--- START Supplied material ---
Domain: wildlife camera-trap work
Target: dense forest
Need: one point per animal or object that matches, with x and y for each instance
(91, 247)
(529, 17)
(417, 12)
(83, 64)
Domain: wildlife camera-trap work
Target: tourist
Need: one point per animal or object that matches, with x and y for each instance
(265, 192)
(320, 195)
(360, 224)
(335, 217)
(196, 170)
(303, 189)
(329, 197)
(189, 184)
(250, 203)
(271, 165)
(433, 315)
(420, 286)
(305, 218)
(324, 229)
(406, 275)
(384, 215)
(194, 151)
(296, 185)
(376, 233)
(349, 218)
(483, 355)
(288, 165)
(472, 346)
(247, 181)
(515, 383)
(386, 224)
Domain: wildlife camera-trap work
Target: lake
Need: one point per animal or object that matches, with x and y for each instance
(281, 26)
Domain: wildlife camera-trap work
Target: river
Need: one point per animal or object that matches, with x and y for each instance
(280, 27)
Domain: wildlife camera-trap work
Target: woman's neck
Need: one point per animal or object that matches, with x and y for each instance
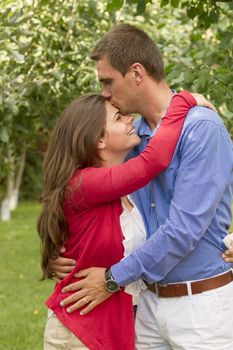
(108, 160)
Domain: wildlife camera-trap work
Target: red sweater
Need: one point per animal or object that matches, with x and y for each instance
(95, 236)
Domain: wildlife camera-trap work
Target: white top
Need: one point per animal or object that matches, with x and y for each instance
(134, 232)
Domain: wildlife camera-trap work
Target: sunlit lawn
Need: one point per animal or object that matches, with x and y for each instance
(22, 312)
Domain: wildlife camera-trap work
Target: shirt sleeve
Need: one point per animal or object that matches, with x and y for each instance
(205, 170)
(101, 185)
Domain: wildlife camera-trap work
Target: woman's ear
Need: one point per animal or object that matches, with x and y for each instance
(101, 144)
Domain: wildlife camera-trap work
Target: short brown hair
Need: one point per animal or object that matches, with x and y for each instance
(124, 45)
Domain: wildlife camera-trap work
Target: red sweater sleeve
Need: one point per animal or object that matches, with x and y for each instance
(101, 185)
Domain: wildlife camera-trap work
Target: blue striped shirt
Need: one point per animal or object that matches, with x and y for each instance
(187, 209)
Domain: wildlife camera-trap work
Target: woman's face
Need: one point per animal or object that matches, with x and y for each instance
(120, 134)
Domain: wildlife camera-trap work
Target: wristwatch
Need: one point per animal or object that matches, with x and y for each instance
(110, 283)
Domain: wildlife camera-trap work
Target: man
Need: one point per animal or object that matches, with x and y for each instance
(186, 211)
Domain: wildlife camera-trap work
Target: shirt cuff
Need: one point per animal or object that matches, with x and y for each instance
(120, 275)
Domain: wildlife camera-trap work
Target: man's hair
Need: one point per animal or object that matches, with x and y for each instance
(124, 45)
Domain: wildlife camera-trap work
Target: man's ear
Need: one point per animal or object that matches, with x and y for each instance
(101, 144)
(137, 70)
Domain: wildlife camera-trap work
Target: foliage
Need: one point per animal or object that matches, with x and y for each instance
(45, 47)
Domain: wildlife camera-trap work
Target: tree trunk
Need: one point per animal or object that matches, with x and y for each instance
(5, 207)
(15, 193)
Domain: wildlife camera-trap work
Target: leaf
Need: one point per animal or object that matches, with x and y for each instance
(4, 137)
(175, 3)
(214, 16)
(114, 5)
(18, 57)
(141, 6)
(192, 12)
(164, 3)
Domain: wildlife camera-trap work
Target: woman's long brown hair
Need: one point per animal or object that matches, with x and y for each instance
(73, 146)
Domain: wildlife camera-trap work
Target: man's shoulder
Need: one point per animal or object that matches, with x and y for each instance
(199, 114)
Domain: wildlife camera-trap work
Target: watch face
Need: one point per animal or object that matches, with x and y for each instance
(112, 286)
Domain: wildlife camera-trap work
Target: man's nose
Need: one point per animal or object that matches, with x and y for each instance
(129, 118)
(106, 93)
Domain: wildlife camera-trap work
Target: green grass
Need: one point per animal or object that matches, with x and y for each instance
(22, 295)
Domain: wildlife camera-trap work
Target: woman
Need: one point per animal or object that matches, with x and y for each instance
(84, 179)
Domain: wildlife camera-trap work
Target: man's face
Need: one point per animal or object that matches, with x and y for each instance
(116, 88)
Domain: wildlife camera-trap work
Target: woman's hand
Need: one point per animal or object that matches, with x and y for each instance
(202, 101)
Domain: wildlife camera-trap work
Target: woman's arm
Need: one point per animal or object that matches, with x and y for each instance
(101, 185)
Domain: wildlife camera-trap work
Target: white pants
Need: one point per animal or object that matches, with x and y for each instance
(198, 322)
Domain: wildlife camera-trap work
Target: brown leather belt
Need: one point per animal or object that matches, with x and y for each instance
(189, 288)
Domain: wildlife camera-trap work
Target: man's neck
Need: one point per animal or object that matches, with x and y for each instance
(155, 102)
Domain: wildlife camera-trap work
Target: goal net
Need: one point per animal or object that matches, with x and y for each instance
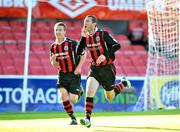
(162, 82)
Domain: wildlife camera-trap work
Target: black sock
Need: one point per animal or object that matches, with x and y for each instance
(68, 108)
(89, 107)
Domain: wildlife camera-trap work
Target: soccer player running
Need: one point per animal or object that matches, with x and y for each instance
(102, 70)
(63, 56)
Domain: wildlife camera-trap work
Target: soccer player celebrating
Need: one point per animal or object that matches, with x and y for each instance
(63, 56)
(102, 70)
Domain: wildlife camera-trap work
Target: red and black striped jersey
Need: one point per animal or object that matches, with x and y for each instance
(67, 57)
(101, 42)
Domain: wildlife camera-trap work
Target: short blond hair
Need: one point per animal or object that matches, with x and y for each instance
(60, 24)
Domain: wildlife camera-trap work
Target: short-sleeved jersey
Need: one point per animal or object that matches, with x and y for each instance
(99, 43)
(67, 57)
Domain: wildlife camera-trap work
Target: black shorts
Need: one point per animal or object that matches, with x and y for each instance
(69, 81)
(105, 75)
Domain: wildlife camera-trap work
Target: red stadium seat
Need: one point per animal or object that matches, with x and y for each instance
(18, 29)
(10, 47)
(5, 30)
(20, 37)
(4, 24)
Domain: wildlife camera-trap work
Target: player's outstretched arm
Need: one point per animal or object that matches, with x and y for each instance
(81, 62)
--- END Supplied material ---
* [Task objective] Without including any pictures, reproduce the listing exactly.

* [Expected answer]
Domain: wildlife camera-trap work
Target: dense forest
Need: one point per animal or object that matches, with x and y for each instance
(91, 247)
(529, 17)
(417, 12)
(83, 64)
Domain: wildlife camera-trap work
Target: tourist
Need: one point per animal or object that matches, with x and y for each instance
(265, 192)
(320, 195)
(360, 224)
(335, 217)
(196, 170)
(303, 189)
(329, 197)
(189, 184)
(250, 203)
(271, 165)
(433, 315)
(420, 286)
(305, 218)
(324, 229)
(406, 275)
(384, 215)
(194, 151)
(296, 185)
(376, 233)
(349, 218)
(483, 355)
(288, 165)
(472, 346)
(247, 181)
(515, 383)
(386, 224)
Domain: wildlife camera-trap work
Target: lake
Need: one point per animal or object that matches, with x and y for each instance
(281, 26)
Domain: wildlife camera-trap work
Target: river
Need: one point per animal or object that matches, with x and y for each instance
(280, 27)
Domain: wildlife camera-trap work
Target: woman's neck
Need: one point per animal or object that matches, with x and y for each instance
(108, 160)
Domain: wildlife camera-trap work
Target: red sweater
Need: one point per animal or object that matches, with x and y for each instance
(95, 236)
Domain: wildlife camera-trap work
Target: white top
Need: one point per animal or object that matches, with x and y for each instance
(134, 232)
Domain: wildlife camera-trap work
Target: sunlit lawn
Need: one point per animal or object that matches, with x and y for each instance
(22, 312)
Domain: wildlife camera-trap work
Target: shirt sleeve
Need: one point per animal or object that matches, with x and y for each instance
(205, 170)
(101, 185)
Domain: wildlife camera-trap work
Target: woman's ear
Need: one point per animal or object that matches, with x and y for each instance
(101, 144)
Domain: wildlife camera-trap work
Target: short brown hair
Need: one point per animal or object that matches, with x and y for each instance
(124, 45)
Domain: wildlife camera-trap work
Target: red sweater sleeve
Need: one point per animal or object that matches, with x and y for each instance
(101, 185)
Domain: wildlife camera-trap work
Target: blue striped shirt
Need: one point per animal or object that matches, with x and y for each instance
(187, 209)
Domain: wildlife camera-trap work
Target: woman's face
Need: one point per animal or object that matches, with x and y for each instance
(120, 134)
Domain: wildlife camera-trap work
Target: wristwatch
Need: one point per animal or object that matches, with x and y for each instance
(110, 283)
Domain: wildlife camera-trap work
Target: man
Need: one point per animal or object that matches, with x and y for each instance
(186, 211)
Domain: wildlife camera-trap work
Target: shirt cuff
Need: one point per animal or object that matches, with x and y for each instance
(120, 275)
Domain: wildlife camera-trap work
Target: man's hair
Need: one point per animal or object that matches, with x and y for each instance
(124, 45)
Domain: wildlife camera-trap work
Target: man's ear
Need: one point per animal or object that matches, with x and y for each instance
(101, 144)
(137, 70)
Domain: wildlife camera-trap work
Target: foliage
Need: one point per animal or object that matches, with x and y for each instance
(45, 47)
Domain: wildlife camera-trap work
Target: tree trunk
Need: one point per animal or object that matches, with x and y for each instance
(5, 207)
(15, 193)
Domain: wildlife camera-trap work
Target: leaf
Need: one point per animal or object that matches, with x and y for each instance
(4, 137)
(175, 3)
(214, 16)
(114, 5)
(18, 57)
(141, 6)
(192, 12)
(164, 3)
Domain: wildlife camera-trap work
Target: woman's long brown hair
Need: one point per animal or object that matches, with x and y for each instance
(73, 146)
Domain: wildlife camera-trap work
Target: man's shoulder
Need: one point per animal or object that matches, with x and y for each instance
(199, 114)
Domain: wildlife camera-trap work
Target: watch face
Need: one point per animal or object that matches, with x and y for each instance
(112, 286)
Domain: wildlife camera-trap work
Target: man's nose
Need: one point per animal or object that matches, with x and y for each instance
(129, 118)
(106, 93)
Domain: wildlife camera-trap work
Target: green grass
Need: one point per animal or object that matches, with x and y for each instance
(22, 295)
Domain: wildlife camera-trap work
Target: woman
Need: one point per animal or object that matches, with x and y for each instance
(84, 179)
Domain: wildlife camera-trap work
Target: man's face
Need: one point per animal or object that matches, with x and y for each instance
(116, 88)
Domain: wildlife camera-trap work
Target: woman's hand
Need: one point per animal or object that matches, with x and y for each instance
(202, 101)
Domain: wildlife camera-trap work
Target: woman's arm
Need: one point per animal or object that matches, with x and y for each instance
(101, 185)
Domain: wildlife camera-trap work
Target: white pants
Need: one point per animal or object that matches, with x and y for each instance
(198, 322)
Domain: wildlife camera-trap work
Target: brown leather belt
Need: one point per animal or object that matches, with x and y for each instance
(189, 288)
Domain: wildlife camera-trap work
Target: man's neck
Need: one point per animal or object that matches, with x and y for each instance
(155, 102)
Domain: wildlife camera-trap work
Target: goal net
Need: one point per animal or object that matches, with x and y for each instance
(162, 82)
Domain: wildlife camera-trap work
Target: black sock
Need: one point per animal or object that matches, with x and y for each instance
(68, 108)
(89, 107)
Domain: wildlife camera-trap work
Target: soccer player running
Need: one point per animal or object that matches, with x and y for each instance
(102, 70)
(63, 56)
Domain: wildlife camera-trap work
Target: soccer player celebrating
Need: one point per animal or object that matches, with x and y for each instance
(63, 56)
(102, 70)
Domain: wildlife camera-trap work
Target: red and black striped jersey
Need: one point per animal or object that matches, with x and y for each instance
(67, 57)
(101, 42)
Domain: wildlife camera-trap work
Target: short blond hair
Need: one point per animal or object that matches, with x and y for each instance
(60, 24)
Domain: wildlife camera-trap work
Target: short-sleeved jersey
Need: one point per animal or object that matches, with x and y for each instance
(99, 43)
(67, 57)
Domain: wildlife camera-trap work
Target: black shorts
Need: one point per animal or object that matches, with x and y for each instance
(69, 81)
(105, 75)
Domain: wildlife camera-trap work
Target: red stadium seat
Need: one point per animal or object that matches, with x and y for each instance
(18, 29)
(10, 47)
(5, 30)
(20, 37)
(4, 24)
Domain: wildlife camera-trap work
Target: player's outstretched arm
Need: one point per animal or object that matches, with x and y for each instance
(81, 62)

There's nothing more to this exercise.